Point-per-instance localization data
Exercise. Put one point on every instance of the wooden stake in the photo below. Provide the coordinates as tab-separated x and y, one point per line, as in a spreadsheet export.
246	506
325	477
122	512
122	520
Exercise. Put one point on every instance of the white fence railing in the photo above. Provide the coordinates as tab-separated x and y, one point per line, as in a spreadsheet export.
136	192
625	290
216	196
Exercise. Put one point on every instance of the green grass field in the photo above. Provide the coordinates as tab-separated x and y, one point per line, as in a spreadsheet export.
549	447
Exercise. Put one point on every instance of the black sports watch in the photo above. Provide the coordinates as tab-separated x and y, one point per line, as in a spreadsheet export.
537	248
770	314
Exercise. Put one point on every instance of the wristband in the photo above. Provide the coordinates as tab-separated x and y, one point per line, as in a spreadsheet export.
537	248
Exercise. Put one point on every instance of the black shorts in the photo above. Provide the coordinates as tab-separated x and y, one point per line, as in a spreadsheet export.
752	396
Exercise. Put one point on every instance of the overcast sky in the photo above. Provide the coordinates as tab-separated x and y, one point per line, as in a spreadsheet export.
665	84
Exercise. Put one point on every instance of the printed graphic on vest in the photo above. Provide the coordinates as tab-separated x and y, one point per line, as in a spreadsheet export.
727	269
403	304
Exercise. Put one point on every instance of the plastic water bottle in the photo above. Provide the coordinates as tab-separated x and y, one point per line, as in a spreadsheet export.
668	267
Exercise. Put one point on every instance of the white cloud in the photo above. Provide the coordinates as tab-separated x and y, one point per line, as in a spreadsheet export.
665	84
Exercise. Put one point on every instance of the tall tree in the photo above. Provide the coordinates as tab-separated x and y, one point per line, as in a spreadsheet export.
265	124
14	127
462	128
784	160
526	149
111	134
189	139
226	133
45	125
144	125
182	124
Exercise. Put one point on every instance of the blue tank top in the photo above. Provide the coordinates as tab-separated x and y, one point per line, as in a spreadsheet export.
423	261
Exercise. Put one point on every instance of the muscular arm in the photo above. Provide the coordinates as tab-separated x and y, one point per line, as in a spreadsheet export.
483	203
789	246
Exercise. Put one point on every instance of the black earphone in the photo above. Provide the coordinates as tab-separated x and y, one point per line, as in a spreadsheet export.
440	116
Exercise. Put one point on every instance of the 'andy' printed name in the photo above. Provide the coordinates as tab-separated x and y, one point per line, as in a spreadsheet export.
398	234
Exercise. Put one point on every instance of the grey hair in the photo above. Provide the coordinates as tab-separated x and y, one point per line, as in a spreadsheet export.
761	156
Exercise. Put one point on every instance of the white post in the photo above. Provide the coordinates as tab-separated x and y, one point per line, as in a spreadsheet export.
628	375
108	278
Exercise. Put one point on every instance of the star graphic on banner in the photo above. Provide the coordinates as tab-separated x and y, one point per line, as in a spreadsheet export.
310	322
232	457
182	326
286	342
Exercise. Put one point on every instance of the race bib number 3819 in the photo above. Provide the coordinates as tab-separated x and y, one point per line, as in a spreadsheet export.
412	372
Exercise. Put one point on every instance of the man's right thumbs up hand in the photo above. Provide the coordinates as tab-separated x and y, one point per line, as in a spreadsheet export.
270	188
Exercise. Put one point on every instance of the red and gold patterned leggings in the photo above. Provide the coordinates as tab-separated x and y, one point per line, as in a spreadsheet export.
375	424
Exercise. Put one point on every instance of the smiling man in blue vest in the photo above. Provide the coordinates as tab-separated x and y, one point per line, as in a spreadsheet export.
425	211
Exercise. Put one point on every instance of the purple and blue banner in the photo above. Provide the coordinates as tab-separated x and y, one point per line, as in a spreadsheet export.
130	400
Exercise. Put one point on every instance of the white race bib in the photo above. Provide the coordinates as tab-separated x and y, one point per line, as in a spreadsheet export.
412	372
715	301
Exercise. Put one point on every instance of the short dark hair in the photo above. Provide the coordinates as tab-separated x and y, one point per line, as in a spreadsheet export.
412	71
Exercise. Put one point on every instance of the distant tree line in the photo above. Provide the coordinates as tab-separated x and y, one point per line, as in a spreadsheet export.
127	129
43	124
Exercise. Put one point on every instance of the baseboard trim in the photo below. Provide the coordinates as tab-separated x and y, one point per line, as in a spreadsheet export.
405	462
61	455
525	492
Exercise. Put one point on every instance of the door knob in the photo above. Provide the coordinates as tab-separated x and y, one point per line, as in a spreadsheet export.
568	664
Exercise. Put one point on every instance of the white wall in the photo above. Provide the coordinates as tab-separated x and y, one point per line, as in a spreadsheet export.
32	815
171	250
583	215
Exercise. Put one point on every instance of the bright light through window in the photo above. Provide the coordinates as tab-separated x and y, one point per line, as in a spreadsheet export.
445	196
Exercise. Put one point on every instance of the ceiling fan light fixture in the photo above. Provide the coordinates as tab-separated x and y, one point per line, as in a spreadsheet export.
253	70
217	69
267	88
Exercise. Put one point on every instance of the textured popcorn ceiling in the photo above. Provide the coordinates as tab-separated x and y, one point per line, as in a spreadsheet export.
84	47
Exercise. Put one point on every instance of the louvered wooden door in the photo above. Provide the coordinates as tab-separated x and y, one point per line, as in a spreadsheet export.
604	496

Task details:
Word for word, extract all the records.

Response below:
Exercise. Put one point on every instance of the wooden stake in the photo below. Provide the coordinates as tab-separated x and y, one point per line, as in a spreadsheet export.
246	506
325	477
122	512
122	520
Exercise. Put one point on every instance of the white fence railing in the photo above. Provide the coordinates as tab-separated x and y, one point per line, as in a spreadsheet export.
136	192
625	290
216	196
Exercise. Put one point on every instance of the green grass field in the photo above. Provide the coordinates as tab-separated x and y, one point per line, as in a spreadsheet export.
549	447
Exercise. Put one point on every instance of the black sports watch in the photo above. Provide the coordinates as tab-separated x and y, one point per line, as in a spreadsheet export.
537	248
770	314
Exercise. Put one point on every instance of the wristband in the photo above. Provide the coordinates as tab-separated x and y, one point per line, as in a spreadsheet export.
537	248
Exercise. Put one point on every instance of the black shorts in the photo above. Provide the coordinates as tab-separated x and y, one point per line, as in a spreadsheet export.
752	396
Exercise. Put one point on every instance of the overcast sky in the photo above. Provide the coordinates as tab-separated x and y, one point per line, as in a spreadsheet export.
665	84
Exercise. Put one point on every instance of the printed graphic on vest in the photo above. Provide the coordinates as tab-separated x and y, one point per line, as in a spreadsheet export.
727	269
403	304
Exercise. Put one point on every instance of the plastic water bottle in the photo above. Provide the coordinates as tab-separated x and y, one point per line, as in a spreadsheet export.
668	267
Exercise. Put one point on every instance of the white cloud in the photo above. Provide the coordinates as tab-separated x and y, one point per line, as in a spreadsheet export.
665	84
Exercise. Put one point on every instance of the tall tree in the photo above. Provide the coordinates as tab-separated x and y, one point per line, as in a spreadsheet export.
265	124
14	127
462	128
784	160
526	149
111	134
189	139
226	133
45	125
144	125
182	124
Exercise. Put one point on every instance of the blue tank top in the photo above. Provide the coordinates as tab-separated x and y, one point per line, as in a spreadsheet export.
423	261
Exercise. Put one point on every instance of the muscular arm in the photo above. Provide the coordinates as tab-separated x and y, one point per line, as in a spreadsheet export.
483	203
789	246
Exercise. Put one point on every instance of the black earphone in the photo above. Provide the coordinates as tab-separated x and y, one point per line, as in a spreadsheet export.
440	116
Exercise. Put one point on every instance of the 'andy' printed name in the photo above. Provide the coordinates as tab-separated x and y, one point per line, as in a spreadsheet export.
398	234
Exercise. Put one point on every instance of the grey hair in the photo above. Provide the coordinates as tab-separated x and y, one point per line, as in a spreadsheet export.
761	156
Exercise. Put one point on every instance of the white post in the photo above. Provide the coordinates as tab-separated x and y, one point per line, as in a spreadsheet export.
628	375
108	278
Exercise. Put one point on every instance of the star graphic on banner in the photo above. Provide the coordinates as tab-separated x and y, one point per line, as in a spreadsheet export.
310	322
232	457
182	326
286	342
Exercise. Put one point on every instance of the race bib number 3819 in the photo above. Provide the coordinates as tab-separated x and y, one point per line, as in a spreadsheet export.
412	372
Exercise. Put one point on every instance of the man's right thumbs up hand in the photo above. Provide the coordinates as tab-separated x and y, one point per line, as in a spreadsheet export.
270	188
Exercise. Put one point on every instance of the red and gold patterned leggings in the photo above. Provide the coordinates as tab-separated x and y, one point per line, as in a spreadsheet export.
375	424
Exercise. Put one point on every instance of the smiling man in blue vest in the photo above. Provide the coordinates as tab-separated x and y, one point per line, as in a spreadsheet export.
425	211
Exercise. Put one point on every instance of the purple and blue banner in the photo above. Provide the coordinates as tab-separated x and y, one point per line, as in a spreadsheet export.
130	400
Exercise. Put one point on every instance of the white race bib in the photo above. Provide the coordinates as tab-separated x and y, one point per line, as in a spreadsheet export.
412	372
715	301
Exercise. Put one point on every instance of the short dark hair in the photo above. Provide the coordinates as tab-separated x and y, one point per line, as in a spreadsheet export.
412	71
Exercise. Put one point on every instance of the distant tree line in the photo above. Provide the coordinates as tab-separated x and y, one point per line, as in a spreadsheet export.
127	129
43	124
Exercise. Put one point on every instance of the baseboard trim in the photo below. Provide the coordinates as tab-separated x and y, one point per line, as in a spreadsheet export.
405	462
61	455
525	492
Exercise. Put one point on every instance of the door knob in the photo above. Provide the coordinates as tab-separated x and y, one point per line, as in a spreadsheet export.
568	664
Exercise. Put one point on every instance of the white wall in the photo above. Provide the coordinates as tab-separated x and y, one point per line, as in a spreadsheet export.
32	815
171	250
583	215
Exercise. Put one point on every instance of the bright light through window in the photo above. Provide the coordinates as tab-separated x and y, one point per line, as in a spreadsheet export.
445	196
Exercise. Put one point on every instance of the ceiling fan light fixture in the photo above. Provide the coordinates as tab-separated x and y, one point per line, as in a spreadsheet export.
253	70
217	69
267	88
Exercise. Put one point on every instance of the textured popcorn ceiling in the photo above. Provide the coordinates as tab-separated x and y, one point per line, as in a spreadsheet export.
84	47
Exercise. Put one point on every instance of the louvered wooden door in the photo above. Provide the coordinates as tab-separated x and y, one point per line, as in a spreadsheet export.
604	496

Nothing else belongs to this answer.